Records:
>>>>

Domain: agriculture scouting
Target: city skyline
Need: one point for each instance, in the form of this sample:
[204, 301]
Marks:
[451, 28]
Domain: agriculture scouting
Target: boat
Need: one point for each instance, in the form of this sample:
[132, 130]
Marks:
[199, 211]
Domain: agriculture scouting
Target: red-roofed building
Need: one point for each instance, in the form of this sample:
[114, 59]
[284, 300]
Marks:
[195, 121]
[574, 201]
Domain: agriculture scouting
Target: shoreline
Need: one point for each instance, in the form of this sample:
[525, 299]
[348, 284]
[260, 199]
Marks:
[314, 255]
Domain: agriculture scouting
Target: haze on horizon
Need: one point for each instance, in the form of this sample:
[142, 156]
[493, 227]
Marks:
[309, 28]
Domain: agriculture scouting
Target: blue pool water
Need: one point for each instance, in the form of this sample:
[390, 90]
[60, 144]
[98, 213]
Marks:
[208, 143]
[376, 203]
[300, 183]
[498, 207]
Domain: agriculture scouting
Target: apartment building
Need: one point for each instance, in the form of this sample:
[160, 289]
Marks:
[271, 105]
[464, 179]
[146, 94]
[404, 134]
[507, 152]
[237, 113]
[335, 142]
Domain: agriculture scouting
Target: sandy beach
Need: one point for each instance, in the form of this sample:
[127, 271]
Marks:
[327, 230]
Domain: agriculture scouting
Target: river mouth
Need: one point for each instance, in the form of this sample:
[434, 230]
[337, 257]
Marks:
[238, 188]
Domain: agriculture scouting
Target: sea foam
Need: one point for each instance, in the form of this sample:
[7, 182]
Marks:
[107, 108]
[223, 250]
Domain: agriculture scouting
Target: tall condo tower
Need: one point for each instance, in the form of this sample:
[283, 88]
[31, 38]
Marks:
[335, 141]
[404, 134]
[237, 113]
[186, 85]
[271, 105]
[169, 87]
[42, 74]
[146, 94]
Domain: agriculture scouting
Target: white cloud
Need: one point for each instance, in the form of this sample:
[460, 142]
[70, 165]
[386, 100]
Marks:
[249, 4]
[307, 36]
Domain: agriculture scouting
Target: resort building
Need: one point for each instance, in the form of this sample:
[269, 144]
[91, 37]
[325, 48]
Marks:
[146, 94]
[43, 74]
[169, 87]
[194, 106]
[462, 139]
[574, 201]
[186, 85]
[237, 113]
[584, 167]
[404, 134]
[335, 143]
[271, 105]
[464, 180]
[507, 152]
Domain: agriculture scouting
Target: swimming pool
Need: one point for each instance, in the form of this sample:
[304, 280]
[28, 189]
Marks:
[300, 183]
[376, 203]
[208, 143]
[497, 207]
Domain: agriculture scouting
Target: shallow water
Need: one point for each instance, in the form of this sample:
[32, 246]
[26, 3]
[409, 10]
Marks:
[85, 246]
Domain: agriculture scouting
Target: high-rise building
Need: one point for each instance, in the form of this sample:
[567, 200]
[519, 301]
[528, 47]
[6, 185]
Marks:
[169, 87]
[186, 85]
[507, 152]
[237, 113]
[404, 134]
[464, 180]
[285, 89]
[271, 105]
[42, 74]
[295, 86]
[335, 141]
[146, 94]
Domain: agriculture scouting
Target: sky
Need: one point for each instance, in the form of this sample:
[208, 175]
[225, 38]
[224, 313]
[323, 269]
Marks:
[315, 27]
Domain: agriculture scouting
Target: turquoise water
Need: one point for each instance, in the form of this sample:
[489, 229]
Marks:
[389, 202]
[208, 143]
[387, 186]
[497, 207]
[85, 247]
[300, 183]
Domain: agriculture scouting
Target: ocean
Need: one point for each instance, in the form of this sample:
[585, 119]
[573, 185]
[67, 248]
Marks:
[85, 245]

<<<<

> [Task statement] Write out the full set of records exactly as given.

> [Answer to the exercise]
Domain: agriculture scouting
Target: city skyline
Need: one point for each instance, in the form of this sample:
[204, 301]
Marks:
[451, 28]
Domain: agriculture scouting
Target: boat
Need: one point for each instance, in the form of this sample:
[132, 130]
Marks:
[199, 211]
Domain: agriculture scouting
Target: red-roofed building
Need: one point for each instance, in the form of this sample:
[114, 59]
[284, 300]
Marks:
[195, 121]
[574, 201]
Domain: agriculture scouting
Target: shoreline
Need: one point for each instance, in the form of this sample:
[525, 299]
[348, 284]
[260, 199]
Marks:
[314, 255]
Domain: agriculture scouting
Target: haze on horizon
Need: one point for each instance, in the form of this sample:
[142, 156]
[493, 227]
Marks:
[309, 28]
Domain: agriculture scouting
Target: blue pool water
Need: one point for each instance, in the form of this sample:
[390, 90]
[60, 144]
[98, 213]
Marks:
[208, 143]
[376, 203]
[300, 183]
[498, 207]
Domain: agriculture scouting
Target: apartment building
Need: one point for each instance, in the form of this sample:
[160, 289]
Marks:
[271, 105]
[464, 179]
[146, 94]
[404, 134]
[507, 152]
[237, 113]
[335, 142]
Domain: agriculture scouting
Target: sandy beach
Need: one point for each instance, in the form of this sample:
[127, 271]
Marks:
[327, 230]
Domain: agriculture scouting
Target: river mouth
Need: one point for each instance, in the form of this sample:
[434, 230]
[337, 257]
Marks:
[238, 188]
Domain: agriculture scouting
Target: sea foam
Need: one point for each instance, in the form of this sample:
[7, 182]
Marks:
[107, 108]
[223, 250]
Domain: agriculture scouting
Target: tall condo tower
Need: one point for each instance, in the form of this sample:
[283, 88]
[31, 38]
Marks:
[335, 141]
[404, 134]
[237, 113]
[186, 85]
[271, 105]
[169, 87]
[42, 74]
[146, 94]
Domain: agriculture scouting
Target: white cloud
Need: one point for each instance, in the form of this sample:
[460, 142]
[70, 165]
[386, 100]
Marks:
[249, 4]
[307, 36]
Domain: agriculture scouting
Target: resort building
Need: one point for each instance, in the form of this sample:
[269, 144]
[91, 37]
[325, 48]
Marks:
[146, 94]
[43, 74]
[169, 87]
[194, 106]
[462, 139]
[574, 201]
[186, 85]
[237, 113]
[584, 167]
[404, 134]
[335, 143]
[271, 105]
[464, 180]
[507, 152]
Domain: agriculture scouting
Target: swimming pool
Need: one point for each instance, in the form of this sample:
[304, 280]
[28, 189]
Marks:
[300, 183]
[376, 203]
[208, 143]
[497, 207]
Domain: agriculture scouting
Target: shallow water
Need: one point for each instance, in the form of this sample:
[32, 246]
[26, 3]
[409, 10]
Marks:
[85, 246]
Domain: agriculture scouting
Target: high-rise building
Need: one point for each instance, in the form of this sample:
[567, 200]
[519, 301]
[528, 47]
[6, 185]
Marks:
[169, 87]
[186, 85]
[507, 152]
[237, 113]
[404, 134]
[464, 180]
[285, 89]
[271, 105]
[42, 74]
[295, 86]
[335, 141]
[146, 94]
Domain: agriculture scouting
Target: sky
Need: one point for each instance, in the form of this sample:
[208, 175]
[225, 38]
[224, 313]
[323, 269]
Marks:
[315, 27]
Domain: agriculture scouting
Target: turquoise water
Need: one point for each instance, in the form of this sample:
[489, 229]
Marks:
[389, 202]
[208, 143]
[387, 186]
[497, 207]
[85, 247]
[300, 183]
Domain: agriculture scouting
Target: ocean
Need: one point for each instance, in the form of this sample:
[585, 119]
[573, 185]
[67, 248]
Marks:
[85, 245]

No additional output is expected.